Short task> Reproduce only the entries from the line containing "the cat's chin." through the end of the entries, swapping every "innermost point" for "central point" and leaving everything else unchanged.

Dataset extract>
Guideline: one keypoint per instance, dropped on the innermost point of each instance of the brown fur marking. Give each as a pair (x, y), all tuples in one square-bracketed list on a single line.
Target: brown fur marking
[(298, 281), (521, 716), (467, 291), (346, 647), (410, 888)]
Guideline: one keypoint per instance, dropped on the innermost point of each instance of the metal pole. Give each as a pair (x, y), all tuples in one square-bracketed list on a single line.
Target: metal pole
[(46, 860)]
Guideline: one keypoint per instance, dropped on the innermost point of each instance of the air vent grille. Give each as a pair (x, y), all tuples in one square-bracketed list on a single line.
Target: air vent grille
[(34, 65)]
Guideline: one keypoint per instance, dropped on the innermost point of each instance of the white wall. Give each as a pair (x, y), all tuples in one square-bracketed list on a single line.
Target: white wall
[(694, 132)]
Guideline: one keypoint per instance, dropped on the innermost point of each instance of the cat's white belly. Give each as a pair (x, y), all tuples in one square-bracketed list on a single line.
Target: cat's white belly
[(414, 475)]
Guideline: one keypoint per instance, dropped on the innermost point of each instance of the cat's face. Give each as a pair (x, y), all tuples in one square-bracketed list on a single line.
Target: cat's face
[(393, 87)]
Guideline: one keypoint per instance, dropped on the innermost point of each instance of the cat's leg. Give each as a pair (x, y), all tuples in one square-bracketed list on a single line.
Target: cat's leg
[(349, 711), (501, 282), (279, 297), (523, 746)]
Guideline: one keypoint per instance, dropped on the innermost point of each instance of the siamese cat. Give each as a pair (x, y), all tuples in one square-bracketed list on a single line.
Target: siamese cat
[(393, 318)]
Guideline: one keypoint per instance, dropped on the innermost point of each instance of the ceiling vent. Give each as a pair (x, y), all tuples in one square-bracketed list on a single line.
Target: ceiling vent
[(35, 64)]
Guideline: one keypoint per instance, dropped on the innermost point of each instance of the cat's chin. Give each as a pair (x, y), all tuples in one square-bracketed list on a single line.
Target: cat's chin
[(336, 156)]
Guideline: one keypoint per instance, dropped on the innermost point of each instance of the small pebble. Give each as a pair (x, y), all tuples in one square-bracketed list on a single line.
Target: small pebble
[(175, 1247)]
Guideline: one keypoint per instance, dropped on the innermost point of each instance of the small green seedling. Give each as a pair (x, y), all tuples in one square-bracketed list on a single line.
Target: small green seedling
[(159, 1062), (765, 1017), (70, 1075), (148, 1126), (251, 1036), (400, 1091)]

Exercise response>
Guideline: one keypoint per instance, dropped on the central point of each instance of the cat's chin. Give each as a pair (x, y), all tuples in one square-bracketed list on a single line.
Target: cat's chin
[(336, 156)]
Guideline: one keypoint per instance, dropped on the central point of each instance of the small pebble. Give each as a pair (x, y), all tuples in one square-bracketed list on a single line.
Target: small pebble
[(175, 1247)]
Guideline: one keypoint per instance, dropped on the central point of each instance of the small green seedling. Give each as a pair (x, y), all tuples in one square-bracketed list on a single line.
Target: small green seedling
[(159, 1062), (765, 1017), (70, 1075), (148, 1126), (251, 1036), (400, 1091)]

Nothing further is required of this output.